▸ **TASK INSTRUCTIONS**: The stretch from the line with "Tag the wooden" through the line with "Tag the weathered" in the records below: write it out exactly, and nothing else.

▸ **SUPPLIED INFORMATION**:
______________________________
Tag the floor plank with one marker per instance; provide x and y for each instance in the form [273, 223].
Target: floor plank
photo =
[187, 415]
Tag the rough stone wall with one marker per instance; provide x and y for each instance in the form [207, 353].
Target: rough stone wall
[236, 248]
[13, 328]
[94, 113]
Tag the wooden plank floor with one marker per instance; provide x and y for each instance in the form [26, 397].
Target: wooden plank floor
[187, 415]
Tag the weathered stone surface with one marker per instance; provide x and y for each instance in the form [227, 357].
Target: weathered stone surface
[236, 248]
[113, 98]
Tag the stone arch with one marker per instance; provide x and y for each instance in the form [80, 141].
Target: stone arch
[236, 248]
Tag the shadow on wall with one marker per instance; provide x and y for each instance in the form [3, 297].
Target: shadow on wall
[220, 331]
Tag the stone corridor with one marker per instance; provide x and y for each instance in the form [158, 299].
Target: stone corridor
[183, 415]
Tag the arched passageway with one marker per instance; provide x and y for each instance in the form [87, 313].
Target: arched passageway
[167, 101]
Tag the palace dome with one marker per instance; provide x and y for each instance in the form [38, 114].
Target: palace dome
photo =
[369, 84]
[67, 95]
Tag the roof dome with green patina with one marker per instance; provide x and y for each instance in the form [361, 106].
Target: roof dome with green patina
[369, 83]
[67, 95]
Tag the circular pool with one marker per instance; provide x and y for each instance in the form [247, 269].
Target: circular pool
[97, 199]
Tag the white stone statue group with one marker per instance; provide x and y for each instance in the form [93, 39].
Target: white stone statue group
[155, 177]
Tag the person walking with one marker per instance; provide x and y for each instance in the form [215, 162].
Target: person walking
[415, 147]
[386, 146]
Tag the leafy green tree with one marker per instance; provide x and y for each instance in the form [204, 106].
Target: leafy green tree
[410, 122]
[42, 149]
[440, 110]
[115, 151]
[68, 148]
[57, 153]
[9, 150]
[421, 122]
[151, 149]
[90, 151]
______________________________
▸ **SOLVED PROBLEM**:
Tag the wooden plank floor with one marker per instance; provide x and y for each instance in the form [26, 397].
Target: wooden plank floor
[187, 415]
Tag the weathered stone surface with one marker per instance; provide x and y for each instance in the form [227, 357].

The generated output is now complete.